SOURCE DOCUMENT |
Instant highs are all wrong and contradict the laws of drinking by which, first, your mood lifts a little; then it lifts a lot; then you feel happy; then you feel sad; then you want to fight everyone; then you want to hug everyone; then you have a very sore head.
These stages take several hours of careful cultivation. You can't go bunging a nip into your eyelobe to have it all at once.
Apart from anything else, such ocular eccentricity strips away the protective membrane and can cause permanent damage to your eyes. It is, therefore, neither big nor clever.
Indeed, in 30-odd years of toping, I've never heard of anything so dumb. Seriously, give that one a bye.
I'm tempted to add that you should give binge-drinking a bye too, though (a) One man's binge is another man's aperitif and (b) If you tell anyone not to do anything, they'll be sorely tempted to do it.
So, to binge or not to binge, that is the question. And the answer, according to researchers at Toulouse University in Franceshire, is 'no'.
They compared middle-aged men in three French towns with their counterparts in Belfast and, while our citizens were obviously handsomer and more intelligent, theirs were less likely to drop down dead.
The reason? Drink. The French, in their swotty way, tend to drink a little every night, whereas the Belfast men stood accused of going doolally on Fridays.
The French actually drank more overall - 30 units a week - while the Ulsterman downed 22.
Unfortunately, the Ulstermen had theirs all at once. And this raises your chances of a blocked artery.
Then there's the question of what you drink. The French tended to quaff wine, the Ulstermen beer.
Though contradictory reports appear frequently, the general consensus is that wine protects the heart, while beer just makes you go to the lavatory.
Drink should make us flush with pleasure, but we're served pints of angst almost daily. We binge-read articles that tell us it's good for you, bad for you, fine in moderation.
It is in the nature of young persons to take thing to excess. Even many adult persons consider the official limits (14 units a week for women and 21 for men) to be opening bargaining positions: "Come on, how much are we really allowed to quaff?"

[Collected data entries]
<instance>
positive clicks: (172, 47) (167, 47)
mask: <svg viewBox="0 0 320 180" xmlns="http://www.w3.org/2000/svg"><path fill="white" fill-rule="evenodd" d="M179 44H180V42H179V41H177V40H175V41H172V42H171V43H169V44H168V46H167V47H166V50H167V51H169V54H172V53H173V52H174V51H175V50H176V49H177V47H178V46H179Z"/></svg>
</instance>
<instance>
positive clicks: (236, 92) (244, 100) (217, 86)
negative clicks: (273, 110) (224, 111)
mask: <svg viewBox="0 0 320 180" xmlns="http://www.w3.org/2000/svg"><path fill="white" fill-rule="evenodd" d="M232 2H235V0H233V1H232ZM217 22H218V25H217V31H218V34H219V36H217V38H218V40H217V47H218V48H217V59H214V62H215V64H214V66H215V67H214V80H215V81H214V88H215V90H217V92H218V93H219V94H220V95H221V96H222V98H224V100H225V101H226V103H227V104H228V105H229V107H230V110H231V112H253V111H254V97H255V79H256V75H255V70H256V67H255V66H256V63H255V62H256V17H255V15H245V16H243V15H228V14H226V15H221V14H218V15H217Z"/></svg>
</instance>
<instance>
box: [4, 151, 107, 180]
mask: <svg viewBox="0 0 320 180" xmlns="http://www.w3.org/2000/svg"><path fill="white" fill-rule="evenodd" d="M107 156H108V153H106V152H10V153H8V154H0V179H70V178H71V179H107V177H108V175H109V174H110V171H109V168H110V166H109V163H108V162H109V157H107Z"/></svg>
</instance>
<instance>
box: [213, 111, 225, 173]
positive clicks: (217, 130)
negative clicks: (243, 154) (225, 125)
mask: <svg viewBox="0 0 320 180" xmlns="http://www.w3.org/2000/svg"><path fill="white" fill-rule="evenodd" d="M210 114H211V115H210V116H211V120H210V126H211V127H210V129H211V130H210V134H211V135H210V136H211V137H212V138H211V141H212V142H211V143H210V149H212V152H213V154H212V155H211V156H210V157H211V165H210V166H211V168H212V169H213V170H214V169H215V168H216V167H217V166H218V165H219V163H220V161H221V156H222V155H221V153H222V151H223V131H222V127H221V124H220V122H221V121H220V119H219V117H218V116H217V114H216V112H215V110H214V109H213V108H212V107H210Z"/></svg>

ABOUT THIS TASK |
Duplicate the binge-drinking column word for word, everything from "They compared middle-aged" down to "drop down dead.". These records come from a separate source.

RESPONSE AREA |
They compared middle-aged men in three French towns with their counterparts in Belfast and, while our citizens were obviously handsomer and more intelligent, theirs were less likely to drop down dead.